Extrait fourni:
----
Erreurs graves commises par un cabinet de lobbying bruxellois, et enquête bâclée par un journaliste de FranceTV jettent l’opprobre sur la filière des fruits et légumes. Retour sur une semaine agitée

Le 21 janvier dernier, Johan Papz, le youtubeur aux 700 000 abonnés, a publié sur sa page Instagram une vidéo – excellente, au demeurant – dans laquelle il donne la parole à des producteurs d’endives.
----
Données brutes:
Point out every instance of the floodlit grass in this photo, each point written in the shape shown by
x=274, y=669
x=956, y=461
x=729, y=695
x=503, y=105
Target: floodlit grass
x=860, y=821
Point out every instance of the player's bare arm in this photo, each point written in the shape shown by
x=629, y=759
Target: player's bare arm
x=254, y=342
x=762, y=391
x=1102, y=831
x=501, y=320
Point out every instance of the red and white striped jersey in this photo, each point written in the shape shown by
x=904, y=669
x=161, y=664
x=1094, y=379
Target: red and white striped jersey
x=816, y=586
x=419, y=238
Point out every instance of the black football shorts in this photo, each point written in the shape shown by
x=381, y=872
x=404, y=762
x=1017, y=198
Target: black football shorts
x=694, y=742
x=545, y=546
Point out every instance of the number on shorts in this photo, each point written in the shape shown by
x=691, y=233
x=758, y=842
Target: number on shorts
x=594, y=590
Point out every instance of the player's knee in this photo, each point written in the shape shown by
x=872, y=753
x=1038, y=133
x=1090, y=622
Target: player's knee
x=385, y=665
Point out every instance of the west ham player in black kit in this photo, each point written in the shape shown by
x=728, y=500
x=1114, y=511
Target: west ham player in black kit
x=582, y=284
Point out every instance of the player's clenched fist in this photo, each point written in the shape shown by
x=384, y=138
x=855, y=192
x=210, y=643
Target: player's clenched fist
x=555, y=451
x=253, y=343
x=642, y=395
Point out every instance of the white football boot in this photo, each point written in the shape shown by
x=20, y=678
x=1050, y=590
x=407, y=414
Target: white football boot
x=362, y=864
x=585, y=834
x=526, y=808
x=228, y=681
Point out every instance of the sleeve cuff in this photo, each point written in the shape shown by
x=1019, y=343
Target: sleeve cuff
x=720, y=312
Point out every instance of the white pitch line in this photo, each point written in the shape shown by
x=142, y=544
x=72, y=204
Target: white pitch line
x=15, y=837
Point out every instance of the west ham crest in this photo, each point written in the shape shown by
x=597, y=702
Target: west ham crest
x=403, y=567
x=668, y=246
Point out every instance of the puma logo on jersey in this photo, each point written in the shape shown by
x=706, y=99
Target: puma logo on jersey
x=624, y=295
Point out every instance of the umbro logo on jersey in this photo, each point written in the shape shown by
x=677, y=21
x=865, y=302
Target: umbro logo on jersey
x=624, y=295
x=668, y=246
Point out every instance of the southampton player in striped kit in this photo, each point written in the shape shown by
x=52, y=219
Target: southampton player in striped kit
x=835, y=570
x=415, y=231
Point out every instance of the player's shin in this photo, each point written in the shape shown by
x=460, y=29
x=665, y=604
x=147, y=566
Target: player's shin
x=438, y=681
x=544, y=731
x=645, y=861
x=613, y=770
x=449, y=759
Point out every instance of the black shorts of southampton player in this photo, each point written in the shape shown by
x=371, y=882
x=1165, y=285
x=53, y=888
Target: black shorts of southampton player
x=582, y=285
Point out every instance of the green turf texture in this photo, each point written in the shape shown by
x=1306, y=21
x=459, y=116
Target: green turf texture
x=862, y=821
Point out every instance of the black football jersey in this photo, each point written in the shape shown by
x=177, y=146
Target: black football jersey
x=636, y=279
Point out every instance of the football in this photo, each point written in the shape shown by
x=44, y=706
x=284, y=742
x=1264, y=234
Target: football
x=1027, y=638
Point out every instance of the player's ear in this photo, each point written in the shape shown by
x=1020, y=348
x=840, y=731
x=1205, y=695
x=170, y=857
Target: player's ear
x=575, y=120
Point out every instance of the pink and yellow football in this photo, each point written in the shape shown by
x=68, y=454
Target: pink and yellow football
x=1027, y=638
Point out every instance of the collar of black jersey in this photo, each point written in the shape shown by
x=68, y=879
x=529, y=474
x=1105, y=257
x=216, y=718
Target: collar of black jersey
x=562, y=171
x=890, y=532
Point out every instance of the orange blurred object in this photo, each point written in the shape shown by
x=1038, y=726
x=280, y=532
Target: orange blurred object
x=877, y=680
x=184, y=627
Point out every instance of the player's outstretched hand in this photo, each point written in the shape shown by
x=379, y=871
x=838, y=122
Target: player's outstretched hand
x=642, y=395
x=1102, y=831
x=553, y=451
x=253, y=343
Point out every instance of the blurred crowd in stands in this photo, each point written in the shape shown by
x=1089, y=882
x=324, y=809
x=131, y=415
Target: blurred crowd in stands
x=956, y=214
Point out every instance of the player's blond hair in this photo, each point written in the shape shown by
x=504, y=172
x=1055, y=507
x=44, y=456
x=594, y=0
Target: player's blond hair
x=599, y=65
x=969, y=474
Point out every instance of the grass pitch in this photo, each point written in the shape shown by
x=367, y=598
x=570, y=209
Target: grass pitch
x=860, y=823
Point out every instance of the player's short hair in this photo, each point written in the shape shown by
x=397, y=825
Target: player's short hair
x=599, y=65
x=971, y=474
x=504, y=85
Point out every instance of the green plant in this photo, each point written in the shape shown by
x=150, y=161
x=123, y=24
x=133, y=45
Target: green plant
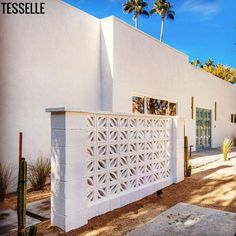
x=189, y=171
x=21, y=201
x=234, y=141
x=39, y=172
x=6, y=178
x=226, y=147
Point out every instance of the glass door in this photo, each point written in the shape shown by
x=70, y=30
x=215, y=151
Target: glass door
x=203, y=129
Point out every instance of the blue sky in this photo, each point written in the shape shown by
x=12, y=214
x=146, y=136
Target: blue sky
x=201, y=29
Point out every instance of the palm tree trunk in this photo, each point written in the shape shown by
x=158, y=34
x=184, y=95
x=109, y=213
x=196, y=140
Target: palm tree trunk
x=162, y=28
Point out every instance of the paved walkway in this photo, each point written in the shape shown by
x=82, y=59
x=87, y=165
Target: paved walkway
x=185, y=220
x=202, y=158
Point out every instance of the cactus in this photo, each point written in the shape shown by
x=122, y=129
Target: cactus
x=189, y=171
x=21, y=201
x=21, y=196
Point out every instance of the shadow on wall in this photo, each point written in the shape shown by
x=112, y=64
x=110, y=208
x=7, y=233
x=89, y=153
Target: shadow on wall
x=106, y=73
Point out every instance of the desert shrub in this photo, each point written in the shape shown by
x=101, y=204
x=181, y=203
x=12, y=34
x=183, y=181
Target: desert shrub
x=39, y=172
x=6, y=179
x=226, y=147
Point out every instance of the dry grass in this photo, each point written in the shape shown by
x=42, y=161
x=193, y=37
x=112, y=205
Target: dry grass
x=6, y=179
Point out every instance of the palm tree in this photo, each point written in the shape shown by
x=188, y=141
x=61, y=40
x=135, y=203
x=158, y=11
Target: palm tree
x=163, y=8
x=136, y=6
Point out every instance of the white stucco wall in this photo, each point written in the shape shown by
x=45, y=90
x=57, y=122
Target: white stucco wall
x=69, y=58
x=49, y=60
x=143, y=65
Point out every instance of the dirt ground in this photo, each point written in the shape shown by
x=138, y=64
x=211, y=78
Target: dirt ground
x=212, y=186
x=10, y=201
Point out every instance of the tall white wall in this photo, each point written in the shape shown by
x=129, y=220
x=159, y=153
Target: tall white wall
x=143, y=65
x=47, y=60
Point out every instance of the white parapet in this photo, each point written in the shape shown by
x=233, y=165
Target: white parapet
x=102, y=161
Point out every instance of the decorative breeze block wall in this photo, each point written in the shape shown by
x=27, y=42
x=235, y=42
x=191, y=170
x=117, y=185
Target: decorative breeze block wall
x=102, y=161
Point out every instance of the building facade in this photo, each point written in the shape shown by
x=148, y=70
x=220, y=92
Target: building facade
x=67, y=58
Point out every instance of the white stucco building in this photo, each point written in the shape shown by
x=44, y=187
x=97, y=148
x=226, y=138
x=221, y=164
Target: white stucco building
x=69, y=58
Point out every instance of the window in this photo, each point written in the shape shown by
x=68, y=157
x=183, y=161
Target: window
x=153, y=106
x=138, y=105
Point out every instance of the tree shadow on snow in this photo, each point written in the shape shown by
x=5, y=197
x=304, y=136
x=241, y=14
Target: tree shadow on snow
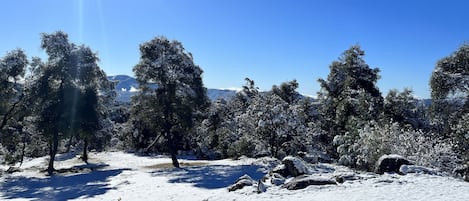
x=58, y=187
x=211, y=176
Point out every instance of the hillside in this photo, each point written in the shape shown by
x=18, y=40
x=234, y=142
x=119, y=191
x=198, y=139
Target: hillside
x=126, y=176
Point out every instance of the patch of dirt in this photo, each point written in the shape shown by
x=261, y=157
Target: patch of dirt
x=170, y=165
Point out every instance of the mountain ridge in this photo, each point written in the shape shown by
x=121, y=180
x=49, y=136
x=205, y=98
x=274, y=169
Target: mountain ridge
x=128, y=86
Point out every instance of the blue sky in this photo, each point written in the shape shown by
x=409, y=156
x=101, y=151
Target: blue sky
x=269, y=41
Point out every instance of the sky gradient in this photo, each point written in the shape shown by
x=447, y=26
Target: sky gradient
x=269, y=41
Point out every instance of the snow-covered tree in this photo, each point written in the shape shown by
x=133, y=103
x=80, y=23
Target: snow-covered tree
x=403, y=108
x=179, y=91
x=377, y=139
x=450, y=93
x=12, y=71
x=66, y=88
x=349, y=97
x=287, y=91
x=278, y=124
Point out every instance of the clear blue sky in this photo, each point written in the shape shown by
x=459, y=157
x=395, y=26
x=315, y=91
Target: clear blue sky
x=268, y=41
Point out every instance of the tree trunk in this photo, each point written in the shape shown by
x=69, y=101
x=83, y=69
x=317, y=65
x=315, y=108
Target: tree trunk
x=173, y=152
x=69, y=145
x=84, y=157
x=52, y=152
x=23, y=150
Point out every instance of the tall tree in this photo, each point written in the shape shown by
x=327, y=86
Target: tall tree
x=450, y=89
x=12, y=70
x=67, y=89
x=403, y=108
x=349, y=95
x=179, y=90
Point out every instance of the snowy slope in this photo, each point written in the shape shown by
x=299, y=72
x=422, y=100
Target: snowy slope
x=125, y=176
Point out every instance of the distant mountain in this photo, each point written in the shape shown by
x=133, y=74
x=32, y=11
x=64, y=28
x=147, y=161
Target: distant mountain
x=127, y=86
x=124, y=82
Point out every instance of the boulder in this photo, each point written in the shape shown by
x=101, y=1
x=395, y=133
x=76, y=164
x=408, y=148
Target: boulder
x=295, y=166
x=12, y=169
x=462, y=171
x=315, y=157
x=406, y=169
x=241, y=182
x=341, y=178
x=390, y=163
x=280, y=169
x=304, y=181
x=277, y=179
x=261, y=187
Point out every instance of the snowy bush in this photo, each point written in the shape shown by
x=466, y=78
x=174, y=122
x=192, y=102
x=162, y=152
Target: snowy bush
x=417, y=146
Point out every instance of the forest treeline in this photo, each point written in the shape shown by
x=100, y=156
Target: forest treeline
x=66, y=103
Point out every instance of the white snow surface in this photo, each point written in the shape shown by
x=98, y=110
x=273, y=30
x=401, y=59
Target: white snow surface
x=126, y=176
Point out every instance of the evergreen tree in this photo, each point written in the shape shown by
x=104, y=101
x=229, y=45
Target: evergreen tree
x=12, y=101
x=12, y=70
x=287, y=91
x=66, y=89
x=349, y=97
x=179, y=91
x=450, y=90
x=403, y=108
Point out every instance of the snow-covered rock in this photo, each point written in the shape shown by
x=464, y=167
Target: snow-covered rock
x=295, y=166
x=315, y=157
x=243, y=181
x=304, y=181
x=406, y=169
x=261, y=188
x=390, y=163
x=277, y=179
x=281, y=170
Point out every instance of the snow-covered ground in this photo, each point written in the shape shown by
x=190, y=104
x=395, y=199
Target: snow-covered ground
x=125, y=176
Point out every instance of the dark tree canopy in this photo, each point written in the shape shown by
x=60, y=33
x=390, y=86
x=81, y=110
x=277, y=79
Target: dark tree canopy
x=67, y=89
x=179, y=91
x=349, y=95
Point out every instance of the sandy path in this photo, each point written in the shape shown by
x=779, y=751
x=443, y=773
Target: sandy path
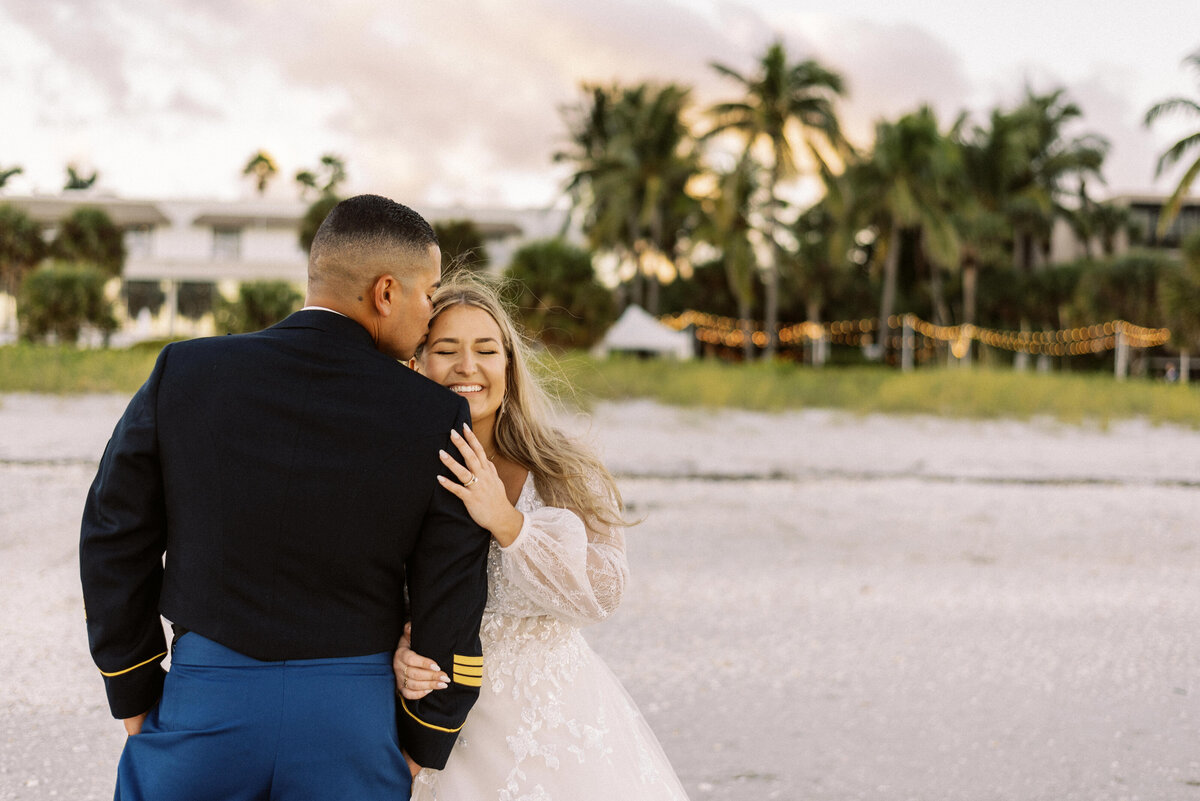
----
Tâches à réaliser:
**a)** Reproduisez fidèlement le passage de l'extrait sur la filière des fruits et légumes, en partant de « Le 21 janvier » et en allant jusqu'à « des producteurs d’endives. ».
**b)** Poursuivez le texte sur la polémique visant la filière des fruits et légumes, à la suite de sa dernière phrase.

Les réponses:
**a)**
Le 21 janvier dernier, Johan Papz, le youtubeur aux 700 000 abonnés, a publié sur sa page Instagram une vidéo – excellente, au demeurant – dans laquelle il donne la parole à des producteurs d’endives.

**b)**
Dans cette vidéo, Johan Papz laisse entendre qu’il a été sollicité par des « agriculteurs du nord de la France ». Des agriculteurs inquiets face à l’interdiction programmée d’un désherbant à base de benfluraline. À aucun moment, le jeune homme ne mentionne le fait qu’il a été rémunéré pour cette réalisation, une pratique pourtant très courante chez les youtubeurs. Estimant avoir été trompé par une agence de communication belge, à savoir The Louise Company, Johan Papz a retiré sa vidéo au bout d’une petite semaine. L’agence en question, dirigée par l’ancienne journaliste française Charlotte Baut, lui avait en effet menti sur l’identité véritable du sponsor, comme cela a été très rapidement révélé suite à la polémique déclenchée sur Twitter par le journaliste écolo de FranceTV, Hugo Clément. Erreur fatale, qui n’est pas la seule commise par Mme Baut.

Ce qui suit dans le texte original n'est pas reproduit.